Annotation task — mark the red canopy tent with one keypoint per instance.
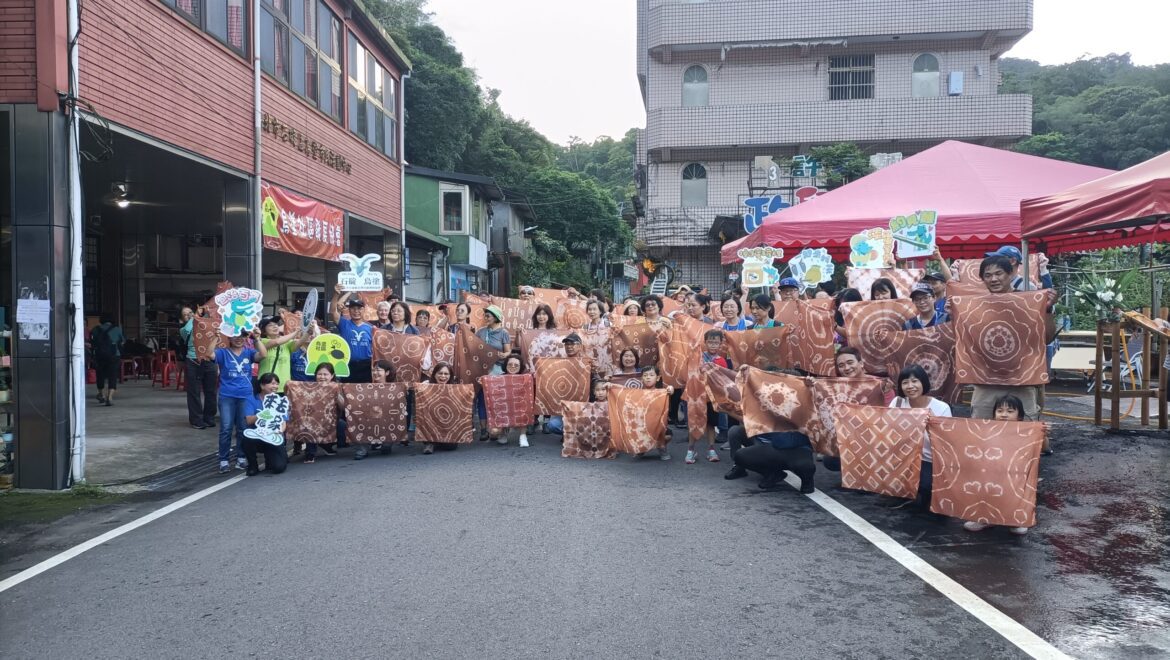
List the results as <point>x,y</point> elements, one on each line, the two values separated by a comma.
<point>1126,207</point>
<point>976,191</point>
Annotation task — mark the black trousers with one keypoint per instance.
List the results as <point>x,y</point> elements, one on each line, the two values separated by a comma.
<point>201,380</point>
<point>276,459</point>
<point>766,460</point>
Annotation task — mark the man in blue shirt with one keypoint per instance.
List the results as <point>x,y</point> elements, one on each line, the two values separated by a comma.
<point>356,331</point>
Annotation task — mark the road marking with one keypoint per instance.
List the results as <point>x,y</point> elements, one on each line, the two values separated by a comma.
<point>1010,628</point>
<point>57,559</point>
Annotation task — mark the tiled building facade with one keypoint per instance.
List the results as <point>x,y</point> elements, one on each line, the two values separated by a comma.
<point>724,82</point>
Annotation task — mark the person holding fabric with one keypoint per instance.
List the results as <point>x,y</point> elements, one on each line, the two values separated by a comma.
<point>913,386</point>
<point>200,375</point>
<point>927,314</point>
<point>356,331</point>
<point>235,389</point>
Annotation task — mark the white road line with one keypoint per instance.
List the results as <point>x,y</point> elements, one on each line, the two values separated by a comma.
<point>57,559</point>
<point>1011,630</point>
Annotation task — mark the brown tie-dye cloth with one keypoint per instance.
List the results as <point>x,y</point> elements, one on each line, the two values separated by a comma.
<point>442,413</point>
<point>679,357</point>
<point>872,328</point>
<point>638,419</point>
<point>640,337</point>
<point>405,352</point>
<point>559,380</point>
<point>831,393</point>
<point>999,338</point>
<point>474,358</point>
<point>312,412</point>
<point>768,348</point>
<point>881,448</point>
<point>985,471</point>
<point>374,412</point>
<point>933,349</point>
<point>587,431</point>
<point>536,344</point>
<point>904,279</point>
<point>509,399</point>
<point>773,401</point>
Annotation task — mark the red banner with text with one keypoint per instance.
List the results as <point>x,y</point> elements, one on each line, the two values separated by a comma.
<point>300,225</point>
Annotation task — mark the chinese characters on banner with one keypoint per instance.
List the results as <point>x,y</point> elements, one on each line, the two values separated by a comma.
<point>298,225</point>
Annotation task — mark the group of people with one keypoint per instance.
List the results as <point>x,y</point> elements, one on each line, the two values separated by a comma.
<point>250,366</point>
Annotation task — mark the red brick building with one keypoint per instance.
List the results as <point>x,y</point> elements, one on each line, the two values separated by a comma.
<point>169,173</point>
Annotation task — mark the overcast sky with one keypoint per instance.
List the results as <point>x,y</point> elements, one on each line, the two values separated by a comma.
<point>569,67</point>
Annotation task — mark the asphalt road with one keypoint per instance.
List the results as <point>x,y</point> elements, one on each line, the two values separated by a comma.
<point>508,552</point>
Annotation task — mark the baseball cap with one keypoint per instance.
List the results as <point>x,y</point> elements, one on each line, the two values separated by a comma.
<point>920,288</point>
<point>1009,252</point>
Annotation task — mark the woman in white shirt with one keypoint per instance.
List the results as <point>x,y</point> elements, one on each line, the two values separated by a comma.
<point>913,386</point>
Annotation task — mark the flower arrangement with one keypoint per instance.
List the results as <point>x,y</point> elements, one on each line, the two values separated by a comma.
<point>1103,293</point>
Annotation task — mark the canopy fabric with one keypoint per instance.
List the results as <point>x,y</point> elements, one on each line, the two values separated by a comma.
<point>1126,207</point>
<point>976,191</point>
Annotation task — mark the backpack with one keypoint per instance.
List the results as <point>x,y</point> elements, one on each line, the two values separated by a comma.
<point>103,345</point>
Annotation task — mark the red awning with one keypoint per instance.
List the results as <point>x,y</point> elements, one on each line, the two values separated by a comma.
<point>1127,207</point>
<point>976,191</point>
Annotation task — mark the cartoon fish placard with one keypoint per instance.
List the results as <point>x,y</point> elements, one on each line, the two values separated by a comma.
<point>239,309</point>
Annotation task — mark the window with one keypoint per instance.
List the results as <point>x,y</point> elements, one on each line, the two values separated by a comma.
<point>453,211</point>
<point>694,186</point>
<point>226,20</point>
<point>300,42</point>
<point>851,76</point>
<point>924,78</point>
<point>694,87</point>
<point>373,102</point>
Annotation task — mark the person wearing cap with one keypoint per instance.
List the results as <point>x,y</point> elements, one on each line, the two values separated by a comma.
<point>927,315</point>
<point>357,332</point>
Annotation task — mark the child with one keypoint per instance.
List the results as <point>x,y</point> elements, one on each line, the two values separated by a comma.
<point>325,373</point>
<point>275,455</point>
<point>235,389</point>
<point>513,365</point>
<point>1007,408</point>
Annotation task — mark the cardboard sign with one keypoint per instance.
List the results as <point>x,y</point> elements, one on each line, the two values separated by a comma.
<point>915,234</point>
<point>359,277</point>
<point>330,349</point>
<point>812,267</point>
<point>872,248</point>
<point>239,310</point>
<point>270,420</point>
<point>757,266</point>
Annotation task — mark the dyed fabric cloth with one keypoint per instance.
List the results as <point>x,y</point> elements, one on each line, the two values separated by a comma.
<point>773,401</point>
<point>587,431</point>
<point>904,279</point>
<point>638,419</point>
<point>831,393</point>
<point>640,337</point>
<point>312,412</point>
<point>679,357</point>
<point>596,346</point>
<point>985,471</point>
<point>933,349</point>
<point>768,348</point>
<point>559,380</point>
<point>881,448</point>
<point>536,344</point>
<point>374,412</point>
<point>510,399</point>
<point>442,413</point>
<point>871,328</point>
<point>405,352</point>
<point>474,358</point>
<point>999,338</point>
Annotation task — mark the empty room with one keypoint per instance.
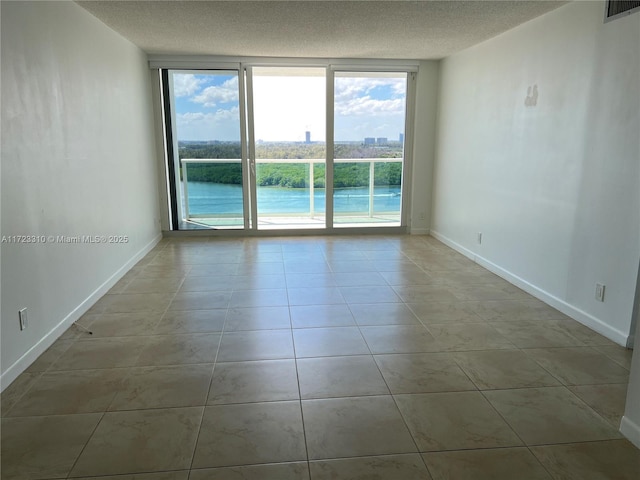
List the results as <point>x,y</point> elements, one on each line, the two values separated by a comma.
<point>312,240</point>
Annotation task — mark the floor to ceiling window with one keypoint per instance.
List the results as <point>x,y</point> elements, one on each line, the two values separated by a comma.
<point>262,147</point>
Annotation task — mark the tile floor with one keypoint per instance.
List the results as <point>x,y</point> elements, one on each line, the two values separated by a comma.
<point>390,358</point>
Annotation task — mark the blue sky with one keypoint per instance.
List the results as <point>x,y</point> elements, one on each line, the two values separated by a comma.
<point>207,106</point>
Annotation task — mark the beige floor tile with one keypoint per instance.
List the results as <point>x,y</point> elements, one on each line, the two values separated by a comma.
<point>400,339</point>
<point>424,293</point>
<point>579,365</point>
<point>249,434</point>
<point>537,333</point>
<point>43,447</point>
<point>620,355</point>
<point>182,475</point>
<point>49,356</point>
<point>384,467</point>
<point>258,318</point>
<point>153,285</point>
<point>166,436</point>
<point>191,321</point>
<point>69,392</point>
<point>200,300</point>
<point>259,298</point>
<point>615,459</point>
<point>355,426</point>
<point>330,341</point>
<point>500,369</point>
<point>136,302</point>
<point>180,349</point>
<point>274,471</point>
<point>212,283</point>
<point>340,377</point>
<point>315,296</point>
<point>258,381</point>
<point>446,312</point>
<point>383,314</point>
<point>489,464</point>
<point>255,345</point>
<point>422,373</point>
<point>321,316</point>
<point>359,279</point>
<point>608,400</point>
<point>123,324</point>
<point>164,387</point>
<point>101,353</point>
<point>550,415</point>
<point>470,336</point>
<point>453,421</point>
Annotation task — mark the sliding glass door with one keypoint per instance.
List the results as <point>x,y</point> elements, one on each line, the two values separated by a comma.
<point>250,147</point>
<point>369,130</point>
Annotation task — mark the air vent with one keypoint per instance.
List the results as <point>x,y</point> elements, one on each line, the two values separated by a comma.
<point>620,8</point>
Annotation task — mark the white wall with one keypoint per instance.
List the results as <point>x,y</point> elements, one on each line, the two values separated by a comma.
<point>78,158</point>
<point>552,187</point>
<point>424,146</point>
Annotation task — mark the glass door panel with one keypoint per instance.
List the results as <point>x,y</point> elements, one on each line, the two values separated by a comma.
<point>369,128</point>
<point>207,148</point>
<point>289,107</point>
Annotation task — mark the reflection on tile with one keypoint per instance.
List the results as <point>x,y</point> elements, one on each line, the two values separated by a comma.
<point>255,345</point>
<point>250,433</point>
<point>400,339</point>
<point>321,316</point>
<point>342,427</point>
<point>180,349</point>
<point>261,318</point>
<point>471,336</point>
<point>258,381</point>
<point>608,400</point>
<point>453,421</point>
<point>387,467</point>
<point>340,377</point>
<point>549,415</point>
<point>101,353</point>
<point>488,464</point>
<point>614,459</point>
<point>164,387</point>
<point>274,471</point>
<point>191,321</point>
<point>44,447</point>
<point>168,436</point>
<point>322,342</point>
<point>496,369</point>
<point>422,373</point>
<point>579,365</point>
<point>73,391</point>
<point>383,314</point>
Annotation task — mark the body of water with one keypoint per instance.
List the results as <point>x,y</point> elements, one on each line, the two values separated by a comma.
<point>215,198</point>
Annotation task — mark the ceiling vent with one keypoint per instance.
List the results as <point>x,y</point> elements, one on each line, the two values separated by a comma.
<point>620,8</point>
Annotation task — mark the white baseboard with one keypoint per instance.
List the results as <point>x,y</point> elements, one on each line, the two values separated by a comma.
<point>11,373</point>
<point>631,430</point>
<point>577,314</point>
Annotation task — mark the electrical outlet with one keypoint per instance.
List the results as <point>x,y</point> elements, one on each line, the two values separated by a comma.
<point>22,315</point>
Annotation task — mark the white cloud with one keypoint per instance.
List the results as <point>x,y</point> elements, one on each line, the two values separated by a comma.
<point>185,84</point>
<point>217,94</point>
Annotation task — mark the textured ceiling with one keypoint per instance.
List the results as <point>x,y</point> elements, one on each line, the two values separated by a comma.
<point>330,29</point>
☆ ☆ ☆
Goal of the exercise: Restate, word for word, the final stretch of the entries above: the line containing "Annotation task — mark the textured" and every line after it, up to and including the last.

Solution for this problem:
Annotation task — mark the textured ceiling with one keypoint per instance.
List the results as <point>x,y</point> elements, one on each line, the two values separated by a comma.
<point>330,29</point>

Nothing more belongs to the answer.